-- TEXTAUSZUG --
-------
Feuer in Los Angeles: Proms auf der Flucht | ABC-Z
Als die ersten grauen Rauchschwaden am Dienstagvormittag von Pacific Palisades aus über Strand und Ozean zogen, begann auch die Sorge. Hatte sich die Freundin, die vor einigen Jahren aus Santa Monicas Villengegend nördlich der Montana Avenue in die Hügel des benachbarten Nobelviertels von Los Angeles gezogen war, vor den Flammen in Sicherheit bringen können? Hatte sie die Warnungen des Nationalen Wetterdienstes vor Santa-Ana-Winden, Böen sowie ungewöhnlich dichter Vegetation beherzigt und eine Notfalltasche mit persönlichen Unterlagen, Medikamenten und Andenken gepackt?
Anrufe auf Festnetz- und Mobiltelefon blieben unbeantwortet, Textnachrichten und E-Mails ebenso. Am Mittwochmittag dann ein Lebenszeichen per Mail: „Auch meine Straße ist evakuiert worden. Ich bin bei einem Freund in Studio City. Ob das Haus noch steht, weiß ich nicht. Ich habe noch ein bisschen Hoffnung, aber nicht viel.“
Die Flammen fraßen sich schnell durch das trockene Buschwerk
Einige Stunden später die zweite Nachricht: Ihr Haus sei bis auf das Fundament niedergebrannt. „Ich konnte nichts retten, meine Zukunft ist ungewiss“, schrieb die Freundin. „Die Palisades werden wohl für die nächsten Jahre unbewohnbar sein.“
Wie die meisten Bewohner von Los Angeles hatte auch sie seit Jahren mit dem Katastrophenfall gerechnet, mit „The Big One“, wie die Menschen in Los Angeles sagen. Gemeint war damit aber ein gewaltiges Erdbeben. Dass der Katastrophenfall den Bezirk Los Angeles als Serie von Flächenbränden heimsuchen würde, schien hingegen unvorstellbar.
-------
-- GEGEBENE EINTRÄGE --

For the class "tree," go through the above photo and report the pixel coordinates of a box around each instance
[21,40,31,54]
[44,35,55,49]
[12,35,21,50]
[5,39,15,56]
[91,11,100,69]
-------
-- SCHRIFTLICHE AUFGABEN --
• a. Schreib den Abschnitt von „Feuer in Los“ bis „und Andenken gepackt?“ aus dem Text über die Brände in Los Angeles noch einmal ab und ersetze dabei „Ozean“ durch „Pazifik“.
• b. Schreib den Text über die Brände in Los Angeles nach seinem letzten Satz weiter.
Die Liste hat mit dem Text über die Brände in Los Angeles nichts zu tun.

-- DIE ERGEBNISSE --
• a.
Feuer in Los Angeles: Proms auf der Flucht | ABC-Z
Als die ersten grauen Rauchschwaden am Dienstagvormittag von Pacific Palisades aus über Strand und Pazifik zogen, begann auch die Sorge. Hatte sich die Freundin, die vor einigen Jahren aus Santa Monicas Villengegend nördlich der Montana Avenue in die Hügel des benachbarten Nobelviertels von Los Angeles gezogen war, vor den Flammen in Sicherheit bringen können? Hatte sie die Warnungen des Nationalen Wetterdienstes vor Santa-Ana-Winden, Böen sowie ungewöhnlich dichter Vegetation beherzigt und eine Notfalltasche mit persönlichen Unterlagen, Medikamenten und Andenken gepackt?

• b.
Auch dass das Palisades-Feuer am Dienstag nur der Anfang sein sollte, überraschte viele. Wenige Stunden nach den ersten Flammen zwischen Malibu und Santa Monica meldeten auch die Einsatzkräfte in Altadena nördlich der Innenstadt von Los Angeles einen Brand. Nach Sonnenuntergang gingen zudem in Sylmar, einem Stadtteil im San Fernando Valley, Notrufe bei Polizei und Feuerwehr ein.
Am Mittwochnachmittag rückte die Feuerwehr dann in der Kleinstadt Acton zwischen Sierra Pelona Mountains und San Gabriel Mountains aus. Einige tausend Bewohner der Hügellandschaft packten nach Evakuierungsanordnungen der Behörden Reisetaschen und Koffer, um sich vor der Flammen des Lidia-Feuers in Sicherheit zu bringen.
In der Nacht zu Donnerstag wurde es auch in den Hollywood Hills taghell. In der Nähe des Runyon Canyon, einer bei Einheimischen und Besuchern beliebten Wanderstrecke im Norden von Touristenattraktionen wie Walk of Fame und TCL Chinese Theatre, fraßen sich die Flammen des Sunset-Feuers mit rasender Geschwindigkeit durch das trockene Buschwerk. Nach zwei ungewöhnlich nassen Wintern und der Trockenheit der vergangenen Monate sprangen die Funken innerhalb weniger Minuten von Hügel zu Hügel.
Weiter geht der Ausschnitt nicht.